*** Dataset records ***

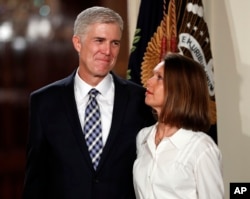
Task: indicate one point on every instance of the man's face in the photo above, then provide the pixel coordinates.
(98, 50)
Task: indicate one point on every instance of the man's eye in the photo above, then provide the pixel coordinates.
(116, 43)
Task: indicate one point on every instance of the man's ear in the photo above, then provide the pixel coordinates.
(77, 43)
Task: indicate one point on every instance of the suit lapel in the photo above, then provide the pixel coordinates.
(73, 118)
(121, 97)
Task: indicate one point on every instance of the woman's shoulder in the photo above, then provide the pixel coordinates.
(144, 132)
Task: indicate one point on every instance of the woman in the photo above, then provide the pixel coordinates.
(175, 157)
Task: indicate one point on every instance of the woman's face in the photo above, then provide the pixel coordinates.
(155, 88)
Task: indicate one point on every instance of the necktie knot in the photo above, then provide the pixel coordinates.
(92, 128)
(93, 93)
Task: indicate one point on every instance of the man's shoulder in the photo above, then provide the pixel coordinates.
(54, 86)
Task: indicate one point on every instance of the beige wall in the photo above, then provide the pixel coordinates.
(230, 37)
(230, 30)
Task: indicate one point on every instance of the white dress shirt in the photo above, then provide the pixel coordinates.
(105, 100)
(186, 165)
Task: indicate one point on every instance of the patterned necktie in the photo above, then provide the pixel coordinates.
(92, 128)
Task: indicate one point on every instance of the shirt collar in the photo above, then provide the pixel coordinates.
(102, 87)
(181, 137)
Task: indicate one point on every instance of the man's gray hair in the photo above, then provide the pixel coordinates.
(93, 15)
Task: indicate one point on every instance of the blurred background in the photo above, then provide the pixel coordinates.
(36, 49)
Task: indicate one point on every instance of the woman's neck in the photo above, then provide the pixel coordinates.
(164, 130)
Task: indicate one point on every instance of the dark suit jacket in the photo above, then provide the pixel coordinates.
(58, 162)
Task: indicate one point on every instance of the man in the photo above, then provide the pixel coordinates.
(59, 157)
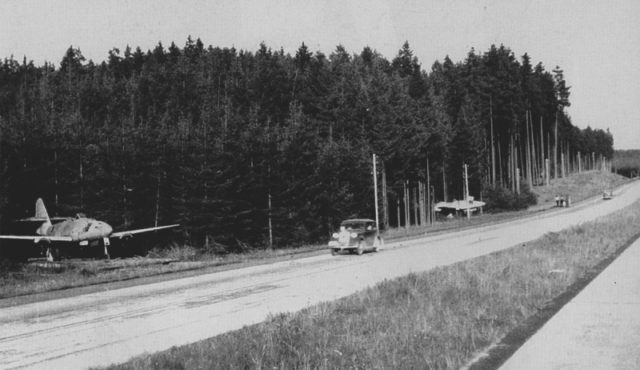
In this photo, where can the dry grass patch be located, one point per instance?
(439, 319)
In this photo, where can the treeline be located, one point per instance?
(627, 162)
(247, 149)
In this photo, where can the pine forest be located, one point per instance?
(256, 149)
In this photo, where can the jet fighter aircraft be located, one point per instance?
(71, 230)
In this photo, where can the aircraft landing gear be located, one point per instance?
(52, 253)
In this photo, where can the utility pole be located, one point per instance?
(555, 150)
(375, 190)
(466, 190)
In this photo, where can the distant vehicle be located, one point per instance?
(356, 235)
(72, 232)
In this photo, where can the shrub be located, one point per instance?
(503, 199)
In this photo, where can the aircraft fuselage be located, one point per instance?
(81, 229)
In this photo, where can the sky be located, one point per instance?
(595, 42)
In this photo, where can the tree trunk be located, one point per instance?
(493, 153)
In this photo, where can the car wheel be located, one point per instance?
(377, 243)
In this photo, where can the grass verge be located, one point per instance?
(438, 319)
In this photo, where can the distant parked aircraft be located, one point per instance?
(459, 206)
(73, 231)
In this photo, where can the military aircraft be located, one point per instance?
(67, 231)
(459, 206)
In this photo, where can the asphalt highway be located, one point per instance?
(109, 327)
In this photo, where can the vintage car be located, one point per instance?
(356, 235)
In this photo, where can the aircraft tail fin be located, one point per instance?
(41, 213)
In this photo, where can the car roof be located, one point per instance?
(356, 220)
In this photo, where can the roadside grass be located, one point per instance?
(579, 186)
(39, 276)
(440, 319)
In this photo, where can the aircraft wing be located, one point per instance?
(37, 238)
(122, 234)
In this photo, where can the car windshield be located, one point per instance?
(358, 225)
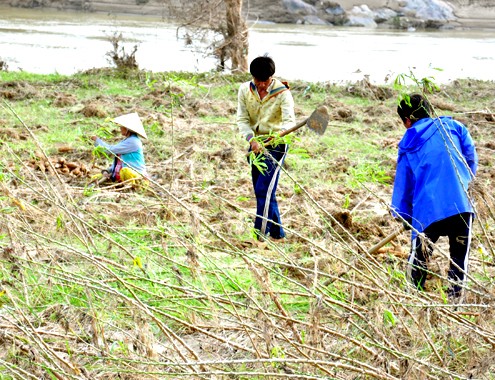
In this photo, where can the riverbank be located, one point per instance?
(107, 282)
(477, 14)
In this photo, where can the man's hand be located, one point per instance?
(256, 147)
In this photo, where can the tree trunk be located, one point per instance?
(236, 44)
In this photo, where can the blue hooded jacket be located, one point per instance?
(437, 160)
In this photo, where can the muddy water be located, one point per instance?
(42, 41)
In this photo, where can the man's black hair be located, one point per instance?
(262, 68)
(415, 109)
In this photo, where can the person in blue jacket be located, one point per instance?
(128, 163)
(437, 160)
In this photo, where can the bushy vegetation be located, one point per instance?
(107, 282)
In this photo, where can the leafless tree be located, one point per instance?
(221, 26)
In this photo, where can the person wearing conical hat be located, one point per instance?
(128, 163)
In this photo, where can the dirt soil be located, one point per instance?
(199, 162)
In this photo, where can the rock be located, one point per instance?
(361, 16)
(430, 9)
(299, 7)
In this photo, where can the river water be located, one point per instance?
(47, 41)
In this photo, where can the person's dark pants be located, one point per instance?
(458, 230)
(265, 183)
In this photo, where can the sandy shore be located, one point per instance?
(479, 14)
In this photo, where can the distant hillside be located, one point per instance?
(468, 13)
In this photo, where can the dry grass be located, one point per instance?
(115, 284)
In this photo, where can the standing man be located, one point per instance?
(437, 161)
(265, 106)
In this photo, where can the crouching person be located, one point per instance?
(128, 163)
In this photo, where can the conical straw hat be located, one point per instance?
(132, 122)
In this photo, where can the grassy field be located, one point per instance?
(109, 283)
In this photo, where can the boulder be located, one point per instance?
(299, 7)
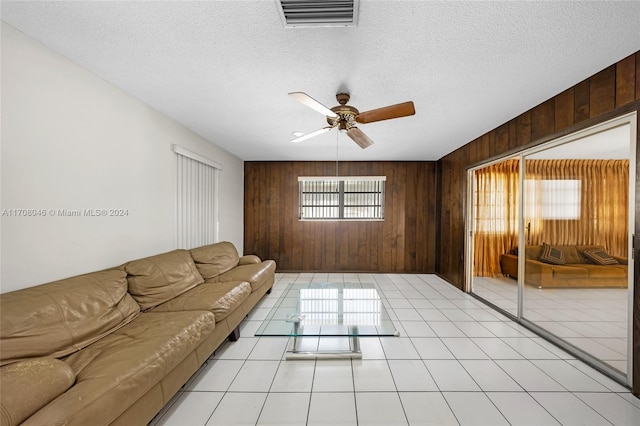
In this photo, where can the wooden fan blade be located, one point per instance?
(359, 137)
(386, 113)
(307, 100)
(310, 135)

*** End of Dataset records ***

## [Aim of the exercise]
When repeating the entries, leave out every picture and keep the rest exact.

## [Task result]
Task: indicate one point on every instance of the man's face in the photo above, then provide the pixel coordinates.
(98, 50)
Task: indicate one point on every instance of the man's eye in the photo above, then provide the pixel coordinates.
(116, 43)
Task: indicate one point on every instance of the man's ear in the photo above, then provide the pixel coordinates.
(77, 43)
Task: indicate one point on every instance of the suit lapel in the photo above, then provide the pixel coordinates.
(73, 118)
(121, 97)
Task: indicate one point on every instance of the woman's shoulder in the photo above, then provide the pixel coordinates.
(144, 132)
Task: indicate one point on every instance of the woman in the photo above, then provide the pixel coordinates.
(175, 157)
Task: indicate one point on every instance of the woman's face in the photo above, then provide the pixel coordinates.
(155, 88)
Task: indicate one point on every instance of the necktie knot in the photo above, then provide the pixel coordinates.
(92, 128)
(93, 93)
Task: indicate one point on every instance of the man's shoulder in the photo above, then provide the pixel coordinates.
(54, 86)
Task: indicate one point on every instance of the beige wall in the photo above, then provide the pixel coordinates.
(230, 37)
(230, 30)
Task: indicate one point on every instance of the white dress shirt in the photo above, then provide the pixel coordinates.
(105, 100)
(186, 165)
Task: indicate one point on every instance of the patterned necktie in the photo above, then provide the pixel coordinates.
(92, 128)
Task: indicate one point on every instance of the shirt collar in the photo above, then provide the pixel coordinates.
(102, 87)
(181, 137)
Task: indicate one point on every instance of the man's gray hair in the photo above, then provide the pixel coordinates.
(93, 15)
Task: indicate one point on every instance of the blurred background in the photo above, then provide the pixel coordinates.
(36, 49)
Task: indicate one point on every instance of the woman's neck in the photo above, then provide the pixel coordinates.
(164, 130)
Task: indicate one point on every instance of the dark suit jacket in the photo above, then provide the pixel coordinates.
(58, 162)
Task: indicate one point on every instance of the man in the photo above, then provide the pixel coordinates.
(59, 157)
In this photo, where can the dry grass patch be located, one point per instance?
(439, 319)
In this photo, where can the treeline be located, one point per instance?
(627, 162)
(247, 149)
In this photo, where can the pine forest be located, one point per instance?
(256, 149)
In this photo, where can the jet fighter aircraft be located, one point per instance?
(71, 230)
In this photo, where can the aircraft landing gear be located, one point per instance?
(52, 253)
In this photo, where can the utility pole be located, one point per instance?
(555, 150)
(375, 190)
(466, 190)
In this photo, where can the distant vehicle be located, one point per instance?
(356, 235)
(72, 232)
In this photo, where can the shrub be located, one point per instance?
(503, 199)
In this photo, where can the aircraft fuselage be located, one point per instance?
(81, 229)
In this photo, where can the sky be located, one point per instance?
(595, 42)
In this photo, where can the tree trunk be located, one point per instance?
(493, 153)
In this photo, where can the car wheel be located, one point per instance?
(377, 243)
In this photo, where can the grass verge be located, one point per instance?
(438, 319)
In this photo, where can the distant parked aircraft be located, one point per instance?
(459, 206)
(73, 231)
In this photo, where can the military aircraft be located, one point per instance?
(67, 231)
(459, 206)
In this photo, where can the asphalt highway be located, one point per instance?
(109, 327)
In this photo, where can the vintage car be located, one point per instance?
(356, 235)
In this photo, where can the aircraft tail fin be located, one point per instance?
(41, 213)
In this photo, where can the car roof be located, one point per instance?
(356, 220)
In this photo, where can the roadside grass be located, one point per instance?
(579, 186)
(39, 276)
(440, 319)
In this photo, where can the aircraft wing be located, one point per instance?
(37, 238)
(122, 234)
In this photo, where can the car windshield be located, one point per instance?
(358, 225)
In this photo, where can the riverbank be located, one point per instance?
(107, 282)
(477, 14)
In this photo, where can the man's hand be located, one point per instance?
(256, 147)
In this photo, where can the tree trunk be located, one point per instance?
(236, 44)
In this photo, where can the blue hooded jacket be located, one point per instance?
(437, 160)
In this photo, where can the muddy water be located, one point per instance?
(42, 41)
In this photo, where can the man's black hair be located, one point per instance?
(262, 68)
(415, 109)
In this photo, where can the person in blue jacket be located, one point per instance?
(128, 163)
(437, 160)
In this photo, where can the bushy vegetation be located, one point per instance?
(107, 282)
In this photo, where can the leafless tree be located, one point per instance?
(221, 26)
In this photo, where can the person wearing conical hat be located, one point per instance?
(128, 163)
In this photo, where can the dirt soil be located, one point per instance?
(199, 162)
In this photo, where can the rock be located, one point per instance?
(361, 16)
(430, 9)
(299, 7)
In this photo, where can the river water be located, one point per instance?
(47, 41)
In this photo, where can the person's dark pants be located, one point per instance?
(458, 230)
(265, 183)
In this photo, where can the sandy shore be located, one point per instance?
(479, 14)
In this photo, where can the distant hillside be located, one point per instance?
(468, 13)
In this photo, where can the dry grass be located, one point per instance?
(115, 284)
In this photo, where can the standing man be located, one point per instance?
(437, 161)
(265, 106)
In this photo, where can the crouching person be located, one point per instance?
(128, 163)
In this photo, where can the conical straw hat be located, one point per instance?
(132, 122)
In this photo, where can the grassy field be located, one point per instance?
(109, 283)
In this photo, where can the boulder be located, one point per instance?
(299, 7)
In this photo, where can the wooden fan blade be located, one point per instance?
(359, 137)
(386, 113)
(307, 100)
(310, 135)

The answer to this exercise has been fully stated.